Dataset entries
☆ ☆ ☆

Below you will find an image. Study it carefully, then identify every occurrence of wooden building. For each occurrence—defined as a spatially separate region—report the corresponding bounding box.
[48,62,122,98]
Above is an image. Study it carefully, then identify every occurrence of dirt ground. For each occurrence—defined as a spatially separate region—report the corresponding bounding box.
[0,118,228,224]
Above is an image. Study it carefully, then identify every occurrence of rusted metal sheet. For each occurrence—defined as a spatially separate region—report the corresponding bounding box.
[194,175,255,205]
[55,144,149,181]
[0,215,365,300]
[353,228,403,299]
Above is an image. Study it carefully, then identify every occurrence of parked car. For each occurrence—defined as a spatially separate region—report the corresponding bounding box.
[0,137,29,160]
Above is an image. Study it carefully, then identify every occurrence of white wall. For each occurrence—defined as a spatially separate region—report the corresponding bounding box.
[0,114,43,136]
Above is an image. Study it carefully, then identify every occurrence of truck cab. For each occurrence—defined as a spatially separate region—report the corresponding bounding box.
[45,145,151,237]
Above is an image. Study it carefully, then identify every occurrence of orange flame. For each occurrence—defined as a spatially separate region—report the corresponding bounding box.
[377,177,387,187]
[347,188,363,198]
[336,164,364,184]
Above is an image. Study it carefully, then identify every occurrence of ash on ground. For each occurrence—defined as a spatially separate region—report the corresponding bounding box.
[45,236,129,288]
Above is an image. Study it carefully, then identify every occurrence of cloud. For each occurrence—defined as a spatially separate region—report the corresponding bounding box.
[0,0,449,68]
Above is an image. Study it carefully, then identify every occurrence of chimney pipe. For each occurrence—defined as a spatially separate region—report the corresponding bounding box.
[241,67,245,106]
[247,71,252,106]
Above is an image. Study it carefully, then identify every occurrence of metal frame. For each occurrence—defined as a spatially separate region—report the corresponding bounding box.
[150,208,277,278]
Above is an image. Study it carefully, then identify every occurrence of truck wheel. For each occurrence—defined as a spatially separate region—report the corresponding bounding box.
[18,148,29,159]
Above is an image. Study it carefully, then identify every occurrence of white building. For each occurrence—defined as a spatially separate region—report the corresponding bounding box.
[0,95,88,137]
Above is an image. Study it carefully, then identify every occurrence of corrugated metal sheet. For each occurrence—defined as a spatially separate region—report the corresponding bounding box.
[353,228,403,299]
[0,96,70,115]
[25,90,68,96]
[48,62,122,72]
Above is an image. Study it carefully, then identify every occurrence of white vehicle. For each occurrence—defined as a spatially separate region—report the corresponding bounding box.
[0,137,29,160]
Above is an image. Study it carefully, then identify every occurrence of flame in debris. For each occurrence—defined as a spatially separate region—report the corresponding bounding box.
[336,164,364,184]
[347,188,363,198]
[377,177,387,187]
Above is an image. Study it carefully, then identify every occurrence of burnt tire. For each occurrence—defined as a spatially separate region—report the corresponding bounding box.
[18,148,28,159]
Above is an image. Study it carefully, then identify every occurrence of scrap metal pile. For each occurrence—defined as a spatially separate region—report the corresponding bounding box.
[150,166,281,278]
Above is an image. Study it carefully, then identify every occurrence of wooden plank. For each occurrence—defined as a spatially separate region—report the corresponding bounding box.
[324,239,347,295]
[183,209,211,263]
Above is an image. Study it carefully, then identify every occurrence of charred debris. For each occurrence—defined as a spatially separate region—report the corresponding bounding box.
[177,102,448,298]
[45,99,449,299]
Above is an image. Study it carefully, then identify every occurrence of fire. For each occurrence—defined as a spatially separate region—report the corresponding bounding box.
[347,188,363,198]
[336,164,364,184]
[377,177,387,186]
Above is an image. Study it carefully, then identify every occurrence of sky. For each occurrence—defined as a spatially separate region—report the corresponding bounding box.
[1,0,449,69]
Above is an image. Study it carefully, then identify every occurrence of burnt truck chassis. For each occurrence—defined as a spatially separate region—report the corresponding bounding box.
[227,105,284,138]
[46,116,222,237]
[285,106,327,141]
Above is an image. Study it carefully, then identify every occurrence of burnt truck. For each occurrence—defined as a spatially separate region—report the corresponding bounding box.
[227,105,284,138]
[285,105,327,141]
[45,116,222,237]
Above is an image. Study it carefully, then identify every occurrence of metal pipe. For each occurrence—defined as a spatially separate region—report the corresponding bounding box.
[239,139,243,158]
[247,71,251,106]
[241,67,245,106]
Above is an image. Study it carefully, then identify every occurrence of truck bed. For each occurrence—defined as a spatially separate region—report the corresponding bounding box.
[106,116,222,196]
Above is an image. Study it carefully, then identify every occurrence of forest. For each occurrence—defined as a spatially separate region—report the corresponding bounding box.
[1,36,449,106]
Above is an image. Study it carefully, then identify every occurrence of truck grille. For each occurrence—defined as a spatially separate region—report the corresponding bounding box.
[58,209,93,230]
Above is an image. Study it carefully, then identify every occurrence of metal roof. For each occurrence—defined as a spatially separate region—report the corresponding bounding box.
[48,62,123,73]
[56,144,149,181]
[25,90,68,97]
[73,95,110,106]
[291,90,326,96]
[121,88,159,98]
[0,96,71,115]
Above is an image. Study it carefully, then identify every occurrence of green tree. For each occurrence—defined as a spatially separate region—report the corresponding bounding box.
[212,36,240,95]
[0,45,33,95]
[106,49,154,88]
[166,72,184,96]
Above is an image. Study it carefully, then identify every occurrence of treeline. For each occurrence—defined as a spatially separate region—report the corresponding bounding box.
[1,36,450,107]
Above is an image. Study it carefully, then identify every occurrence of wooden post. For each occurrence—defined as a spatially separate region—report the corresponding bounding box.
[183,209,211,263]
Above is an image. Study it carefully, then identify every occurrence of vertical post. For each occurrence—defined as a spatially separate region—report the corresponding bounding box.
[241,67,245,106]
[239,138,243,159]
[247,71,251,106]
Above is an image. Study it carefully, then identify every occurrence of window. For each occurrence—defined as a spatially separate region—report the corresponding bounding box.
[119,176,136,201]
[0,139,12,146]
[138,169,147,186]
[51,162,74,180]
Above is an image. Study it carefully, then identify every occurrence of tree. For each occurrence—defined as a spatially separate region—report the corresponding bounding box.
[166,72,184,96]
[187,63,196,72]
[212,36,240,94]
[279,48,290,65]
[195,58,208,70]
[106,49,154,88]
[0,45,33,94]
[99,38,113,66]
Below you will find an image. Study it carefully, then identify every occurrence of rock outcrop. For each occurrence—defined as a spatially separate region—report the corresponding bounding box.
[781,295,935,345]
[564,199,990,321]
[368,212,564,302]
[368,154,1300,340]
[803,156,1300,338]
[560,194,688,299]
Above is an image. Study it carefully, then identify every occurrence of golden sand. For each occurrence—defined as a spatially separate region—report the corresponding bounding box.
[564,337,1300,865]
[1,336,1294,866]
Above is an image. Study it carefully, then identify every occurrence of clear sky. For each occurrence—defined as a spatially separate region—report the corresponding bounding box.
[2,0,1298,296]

☆ ☆ ☆

**TASK GOAL:** Your task is to restate every record word for word.

**WRITTEN RESPONSE:**
Below you will find an image. Study it carefully, then identify every occurrence of wooden building. For each occurrence—defined as a spatially separate region—report the corresponding bounding box.
[48,62,122,98]
Above is an image. Study it carefully, then identify every occurrence of dirt ground. For each occurrence—defined as a spatially separate region—report the corresponding bounding box.
[0,118,228,224]
Above is an image. Study it carefully, then identify every occurrence of rusted metal sheet. For each occurrence—defined as a spatially separate region—report the corresponding bounding box.
[194,175,255,205]
[55,144,149,181]
[0,215,365,300]
[353,228,403,299]
Above is an image. Study it carefully, then identify every occurrence of parked car. For each occurrence—defined as a spatially separate region—report the corresponding bounding box.
[0,137,29,160]
Above is an image. Study it carefully, then identify every occurrence of white wall. For each occurrence—defined as a spatially separate region—report the corresponding bounding box.
[0,114,43,136]
Above is an image. Study it carefully, then identify every occurrence of truck cab. For each occurrence—defined as a spatially separate region—report the corresponding bounding box.
[45,145,151,237]
Above is an image. Study it carefully, then identify every occurrence of orange flame. For each occurrence—defined as a spatially separate region—report the corresponding bounding box.
[377,177,387,187]
[347,188,363,198]
[336,164,364,184]
Above is an image. Study it carefully, then identify every occurrence of ash on ground. For each occurrence—defined as a spatially separate region—report the corresponding bounding box.
[45,236,129,288]
Above is an image. Study it carefully, then identify every occurrence of cloud. For each occurrence—defined as a spatially separate region—report the corresponding bounding box.
[0,0,449,68]
Above is an image. Study it carefully, then identify every occurrence of chimney pipe. For each occurrence—defined as a spatially separate region—report the corresponding bounding box.
[241,67,245,106]
[247,71,252,106]
Above is an image. Study it carefully, then identify every occurrence of metal frame. For each occurrence—defined as a spatially separate region—report the corresponding bounding box.
[150,208,277,278]
Above is an image. Study it carefully, then identify every occurrence of truck wheel. For each occurrence—defined as a spatially separate region—report the corresponding bounding box.
[18,148,29,159]
Above is an image. Study it carefully, then identify every occurrence of white building. For each occurrence—defined as a spatially separate region—report the corresponding bounding box.
[0,95,88,137]
Above is an image. Study it carefully, then identify every occurrence of corrugated metal sheet. For each occurrence—defined as a spatially separate region—report the corresponding bounding box.
[353,228,403,299]
[0,96,70,115]
[25,90,68,96]
[48,62,122,72]
Above is an image. Study it carefully, then identify every occurrence of white vehicle. For each occurrence—defined as a spatially separate region—report the corresponding bounding box.
[0,137,29,160]
Above is an image. Study it carefully, then identify every occurrence of flame in debris. For each occurrence—defined as a spatially separate region—report the corresponding bounding box.
[336,164,364,184]
[347,188,363,198]
[377,177,387,187]
Above is an image. Study it carefully, then identify every occurrence of burnt tire. For each occurrence—defined as a spatially separate region—report the corresponding bounding box.
[18,148,28,159]
Above is an image. Study it carefully, then identify every occurrence of scrap metal pile. For each occurrence—defined as a spatially separate region—report the corresponding bounding box.
[150,166,281,278]
Above is an image. Study it carefully, then identify every occurrence of wooden plank. For each occurrence—defined as a spatially separate region—report the corresponding bounding box.
[324,239,347,295]
[183,209,211,263]
Above is an image. Study it carefully, then identify every occurrence of charred debris. For each occurrence—defined as a spatially separate region—report the corresponding bounding box.
[177,102,448,298]
[45,99,449,299]
Above is an image. Study it carefully, then identify every occurrence of fire. For each occurrence—defined as a spatially separate region—report the corresponding bounding box.
[347,188,363,198]
[336,164,364,184]
[377,177,387,186]
Above is an image. Study it carefully, then identify every occurrence of sky. For each occurrence—defined as a spatially separate region—report the corresponding bounding box.
[1,0,449,69]
Above is an image. Study it carefully, then identify every occurrence of burnt truck chassis. For each occurrence—defined as a spatially separate region—report the corresponding bounding box.
[227,105,284,138]
[46,116,222,237]
[285,106,327,141]
Above is an image. Study it carefully, then identify every occurrence of burnt truck. For each occurrence—defined as a spatially separate region—report the corresponding bounding box.
[227,105,284,138]
[285,105,327,141]
[45,116,222,237]
Above is an image. Study it carefully, then identify every occurrence of metal pipe. For each occurrence—defined as a spatially separate region—report the corresponding bounding box.
[239,139,243,158]
[247,71,251,106]
[241,67,245,106]
Above is an image. Study it carefully, then identify every occurrence of truck bed. For each occurrence—defined as a spatially separate region—report the corresponding bounding box.
[106,116,222,196]
Above is an image. Study it carefully, then identify every occurrence of forest. For each occurrence—defined as a spatially separate region—report the corresponding bounding box.
[1,36,449,106]
Above is an image. Study it carefully, then identify every occurrence of truck grille. For each occurrence—defined as a spatially separate region—report the corresponding bounding box.
[58,209,93,230]
Above is an image. Study it carefully, then identify every occurrence of metal roof. For each occurrence—defined as a spatially separate region—report the corresponding bounding box.
[48,62,123,73]
[56,144,149,181]
[25,90,68,97]
[73,95,110,106]
[291,90,326,96]
[121,88,159,98]
[0,96,71,115]
Above is an image. Study it carefully, then identify every occurrence of green tree. For each occurrence—defined as a spatially separate region—report the corresponding bounding box.
[212,36,240,95]
[0,45,33,95]
[106,49,154,88]
[166,72,184,96]
Above is an image. Study it carefully, then identify every occurrence of treeline. For each occurrence—defined as a spatially separate region—report the corresponding bounding box.
[1,36,450,107]
Above is an image. Study it carefully, then identify every occurrence of wooden post. For each occurrence—defined as a spatially separate region—report the corresponding bounding box.
[183,209,211,263]
Above is an image. Study it carefully, then identify every occurrence of vertical post. For each occurrence—defined as a spatially separate region—report the corresponding bounding box.
[241,67,245,106]
[239,138,243,159]
[247,71,251,106]
Above is an image. Study it carefully, then identify every occurrence of window. For each occurrence—defined as a spatially separate region—report the corresponding bounding box.
[119,176,136,201]
[0,139,12,146]
[138,169,147,186]
[51,162,74,180]
Above is an image. Study it carefully, then identify every occurrence of tree. For each occurrence—defined as a spatially separate region—report the corresponding bounding box.
[166,72,184,96]
[187,63,196,72]
[212,36,240,94]
[279,48,290,65]
[195,58,208,70]
[106,49,154,88]
[0,45,33,94]
[99,38,113,66]
Below you will find an image. Study it carefully, then identify every occurrence of rock outcrop. For each occurrence—defined as a spatially separate region—report the corresponding bounding box.
[781,295,935,345]
[564,199,990,321]
[368,212,564,302]
[368,154,1300,340]
[803,156,1300,338]
[560,194,688,299]
Above is an image. Study it carefully, then identify every occurrence of golden sand. For each occurrence—defined as a spatially separate region—report the corresponding bounding box.
[564,337,1300,865]
[1,336,1294,866]
Above is an image. Study it carefully, then identify every occurrence of clear sky. For each occurrence—defined as a spatially separate region—report the corresponding bounding box.
[2,0,1298,296]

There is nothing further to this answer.